>> Start TEXT SHOWN
# Road’s End Eerie Manor 2022



## jdubbya (Nov 6, 2005)

Our 9th annual collaborative haunt came off without a hitch! We kept the vampire mausoleum theme for the third year, making some changes to keep it fresh. We were able to use a portion of our neighbors yard to expand our cemetery. The addition of a few more live actors really made for some great interaction with our visitors. The best of these was lewlew seated in the throne. He had some awesome scares and the scene was movie set quality. Great weather, an appreciative crowd of close to 500, and a fun cast of characters made for one of the best Halloweens ever!


----------



## jdubbya (Nov 6, 2005)

More


----------



## jdubbya (Nov 6, 2005)

More


----------



## jdubbya (Nov 6, 2005)

Walk through videos taken a couple hours before TOT hours and a couple hours after. The night video is eerily quiet but gives a good view of what the visitors saw.


----------



## stick (Jan 21, 2009)

Looks great as always. I look forward to seeing what you and lewlew have creative for the season.


----------



## RoxyBlue (Oct 6, 2008)

So if that was lewlew on the throne, it must have been you on the hearse

Absolutely superbly done! The entire display looks like a movie set, and your little cemetery remains #1 on my list of favorites. I love the two sentries by the front steps, and the use of a projection inside the hearse is way cool.


----------



## The Haddonfield Slasher (4 mo ago)
>> End TEXT SHOWN
>> Start MATERIAL PROVIDED
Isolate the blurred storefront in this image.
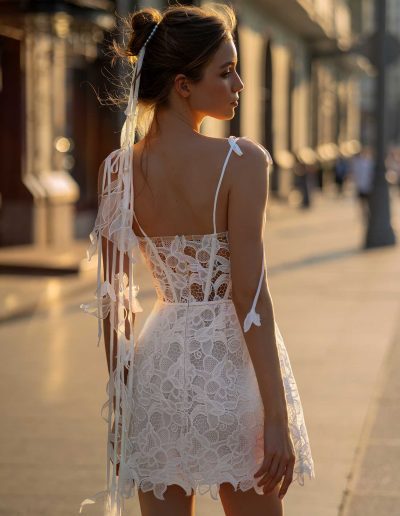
>> End MATERIAL PROVIDED
> STATED PROBLEM 1
In the Road's End Eerie Manor thread, about how large a crowd came to the haunt?
> STATED PROBLEM 2
Output the passage of the Road's End Eerie Manor thread that starts at the words "## stick (Jan" and stops after "is way cool.".
> STATED PROBLEM 3
Write the next part of the Road's End Eerie Manor thread, picking up after its final line.
The listing is not needed for anything here.

> TASK RESPONSE 1
Close to 500 visitors came.

> TASK RESPONSE 2
## stick (Jan 21, 2009)

Looks great as always. I look forward to seeing what you and lewlew have creative for the season.


----------



## RoxyBlue (Oct 6, 2008)

So if that was lewlew on the throne, it must have been you on the hearse

Absolutely superbly done! The entire display looks like a movie set, and your little cemetery remains #1 on my list of favorites. I love the two sentries by the front steps, and the use of a projection inside the hearse is way cool.

> TASK RESPONSE 3
So excellent! I haven't seen your previous years, but this one is fantastic. I love the use of the area between your houses. The whole setup with the thrown is very cool. And the tight areas of the cemetery, while out of necessity due to space, gives a very cool New Orleans cemetery feel. Absolutely love it. You prove that you don't need tons of front yard space to have a fricken cool cemetery. 

Simple question for you. Are your Jack's lit with candles or something else? Love the look, but if they're real candles, I wouldn't have the patience to go out and light them every night, and monitor for when they go out. Just wondering if they're lit some other way that I could learn from you.


----------



## jdubbya (Nov 6, 2005)

RoxyBlue said:


> So if that was lewlew on the throne, it must have been you on the hearse
> 
> Absolutely superbly done! The entire display looks like a movie set, and your little cemetery remains #1 on my list of favorites. I love the two sentries by the front steps, and the use of a projection inside the hearse is way cool.


Me on the hearse?! Why I oughta... Thanks for the compliments! It was so much fun putting this all together. Lewlew was great on the throne and got some fantastic reactions. We loved being able to expand our footprint a little bit this year. It all came together nicely and we had a great cast of actors to round it all out!


----------



## jdubbya (Nov 6, 2005)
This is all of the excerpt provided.